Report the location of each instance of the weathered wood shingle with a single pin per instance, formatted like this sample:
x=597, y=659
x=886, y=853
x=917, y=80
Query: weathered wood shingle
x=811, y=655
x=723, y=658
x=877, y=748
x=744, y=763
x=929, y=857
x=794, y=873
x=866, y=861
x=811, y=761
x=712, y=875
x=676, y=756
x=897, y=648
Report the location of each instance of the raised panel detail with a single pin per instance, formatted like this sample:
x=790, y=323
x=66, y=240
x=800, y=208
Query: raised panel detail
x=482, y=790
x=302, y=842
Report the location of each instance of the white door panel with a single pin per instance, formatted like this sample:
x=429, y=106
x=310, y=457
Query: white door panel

_ _ _ _ _ _ _

Please rewrite the entries above, changing each "single pin" to "single point" and leaving all other text unchanged.

→ Answer
Report the location of each instance of the weathered wood shingle with a single point per instance, formatted like this sample:
x=597, y=659
x=886, y=853
x=917, y=80
Query: weathered wood shingle
x=811, y=655
x=723, y=658
x=877, y=748
x=744, y=763
x=929, y=857
x=794, y=873
x=866, y=861
x=811, y=761
x=712, y=875
x=676, y=756
x=897, y=648
Report the location of each instance of the raised panel detail with a single point per instance, formatted like this sample:
x=790, y=323
x=66, y=240
x=800, y=208
Query: raised panel detail
x=482, y=790
x=302, y=842
Report the location of each instance of the white door panel with a single point per instance, formatted like this sample:
x=429, y=106
x=310, y=457
Query: white door panel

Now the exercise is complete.